Given instruction 1: In the McDonald's comment thread, the mock notice tells customers to remove metal objects and other items before entering the ordering area. What reason does the notice give for this?
Given instruction 2: Decide whether each statement agrees with the McDonald's comment thread. Answer yes or no and quote the deciding words. (a) Holden Caulfield posted more than one comment. (b) The comment by goggles13 lists ketchup as an ingredient of a big mac. (c) Mr Evil's comment complains about the size of a McFlurry.
Given instruction 3: Continue the McDonald's comment thread after its last post.

** BEGIN Document **

McDonald’s new special sauce met with widespread public approval, until the organic methods of manufacture were revealed.

rosscoact 4:24 pm
22 Apr 12
#17

Hold the mayo

Pork Hunt 4:54 pm
22 Apr 12
#18

Welcome to McDonalds sir, what’s the big occasion?

I-filed 5:09 pm
22 Apr 12
#19

Nudie Juice rep taking his job seriously

Dilandach 5:21 pm
22 Apr 12
#20

“Kony has his own meltdown over the Kony2012 video campaign”

=========

“McDonalds takes its customer safety seriously. Please remove all metal objects, electronic devices, clothes and inhibitions before passing into the ordering area.”

Holden Caulfield 5:46 pm
22 Apr 12
#21

Would you like to upsize that, sir?

Holden Caulfield 5:58 pm
22 Apr 12
#22

This is a stick up. Don’t move or I’ll shoot!

goggles13 6:12 pm
22 Apr 12
#23

“two all beef patties, special sauce, pickles, onion and mayo on a sesame seed bun” that makes a big mac

Mr Evil 6:30 pm
22 Apr 12
#24

“Excuse me, can I please see the manager? I’d like to complain about the size of my Double Choc Fudge McFlurry.”

** END Document **
** BEGIN Given entries **

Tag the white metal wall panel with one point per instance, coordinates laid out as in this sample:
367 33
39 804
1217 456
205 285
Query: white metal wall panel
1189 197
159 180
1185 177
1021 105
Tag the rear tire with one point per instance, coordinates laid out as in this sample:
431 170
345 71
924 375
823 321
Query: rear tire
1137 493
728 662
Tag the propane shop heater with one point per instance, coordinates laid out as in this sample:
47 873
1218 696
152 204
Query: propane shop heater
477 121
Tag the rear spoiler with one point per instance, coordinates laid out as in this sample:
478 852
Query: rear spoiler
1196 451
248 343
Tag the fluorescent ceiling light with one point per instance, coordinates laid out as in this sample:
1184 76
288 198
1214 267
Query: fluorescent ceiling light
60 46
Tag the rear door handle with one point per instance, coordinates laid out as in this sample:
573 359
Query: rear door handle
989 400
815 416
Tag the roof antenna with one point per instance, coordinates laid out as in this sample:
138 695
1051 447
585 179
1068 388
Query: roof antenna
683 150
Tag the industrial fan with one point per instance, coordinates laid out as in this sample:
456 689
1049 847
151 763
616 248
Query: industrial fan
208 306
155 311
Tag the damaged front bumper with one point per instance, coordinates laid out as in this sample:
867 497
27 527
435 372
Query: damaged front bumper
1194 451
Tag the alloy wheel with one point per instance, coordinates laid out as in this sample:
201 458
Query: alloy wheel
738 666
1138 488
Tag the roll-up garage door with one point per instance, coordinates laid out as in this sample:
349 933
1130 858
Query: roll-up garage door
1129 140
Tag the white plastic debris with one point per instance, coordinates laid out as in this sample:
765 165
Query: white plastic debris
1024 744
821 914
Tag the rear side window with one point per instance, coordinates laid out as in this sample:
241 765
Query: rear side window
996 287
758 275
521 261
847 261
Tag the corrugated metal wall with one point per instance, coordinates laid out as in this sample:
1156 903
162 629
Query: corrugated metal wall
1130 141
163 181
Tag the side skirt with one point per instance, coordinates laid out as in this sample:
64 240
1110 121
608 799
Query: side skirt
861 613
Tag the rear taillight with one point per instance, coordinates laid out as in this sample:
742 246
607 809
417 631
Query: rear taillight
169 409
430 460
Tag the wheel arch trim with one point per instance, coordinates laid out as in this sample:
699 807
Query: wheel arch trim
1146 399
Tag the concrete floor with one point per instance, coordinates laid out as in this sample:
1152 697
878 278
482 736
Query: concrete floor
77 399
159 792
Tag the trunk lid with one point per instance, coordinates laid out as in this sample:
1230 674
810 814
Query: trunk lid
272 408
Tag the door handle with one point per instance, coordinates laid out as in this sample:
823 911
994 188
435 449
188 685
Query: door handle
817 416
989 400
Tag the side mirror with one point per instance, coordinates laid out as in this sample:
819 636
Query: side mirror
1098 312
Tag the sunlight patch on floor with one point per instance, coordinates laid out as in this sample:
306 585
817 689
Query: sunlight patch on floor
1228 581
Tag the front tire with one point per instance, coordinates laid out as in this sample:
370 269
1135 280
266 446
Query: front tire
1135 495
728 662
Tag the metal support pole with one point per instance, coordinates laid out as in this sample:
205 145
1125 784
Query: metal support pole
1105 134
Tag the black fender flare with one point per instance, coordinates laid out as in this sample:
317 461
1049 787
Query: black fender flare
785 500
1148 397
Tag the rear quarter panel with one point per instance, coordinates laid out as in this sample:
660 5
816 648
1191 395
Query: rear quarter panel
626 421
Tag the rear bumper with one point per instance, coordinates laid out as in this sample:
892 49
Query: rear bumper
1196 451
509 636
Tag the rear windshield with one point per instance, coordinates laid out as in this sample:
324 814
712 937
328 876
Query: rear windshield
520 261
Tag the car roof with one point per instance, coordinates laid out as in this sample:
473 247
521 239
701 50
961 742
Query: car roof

** END Given entries **

Exercise output 1: The notice says it is because "McDonalds takes its customer safety seriously." That is why customers are asked to remove all metal objects, electronic devices, clothes and inhibitions before passing into the ordering area.

Exercise output 2:
(a) Yes: "Holden Caulfield 5:46 pm" and "Holden Caulfield 5:58 pm"
(b) No: "two all beef patties, special sauce, pickles, onion and mayo on a sesame seed bun"
(c) Yes: "I’d like to complain about the size of my Double Choc Fudge McFlurry."

Exercise output 3:
or

“Jesus, this bench top is really cold!”

Marquis-boy 6:43 pm
22 Apr 12
#25

I thought “open 24 hours” means “never clothed”.

nobody 6:53 pm
22 Apr 12
#26

Don’t judge a book by its cover.

PrinceOfAles 7:16 pm
22 Apr 12
#27

New improved Grand Angus….Now with extra pickle.

Shinigami_Josh 7:38 pm
22 Apr 12
#28

That’s the last time i fall asleep in hancock…

taninaus 7:45 pm
22 Apr 12
#29

I’m sexy and I know it – wiggle, wiggle, wiggle

Holden Caulfield 8:00 pm
22 Apr 12
#30

goggles13 said :

“two all beef patties, special sauce, pickles, onion and mayo on a sesame seed bun” that makes a big mac

I think they can hold the special sauce.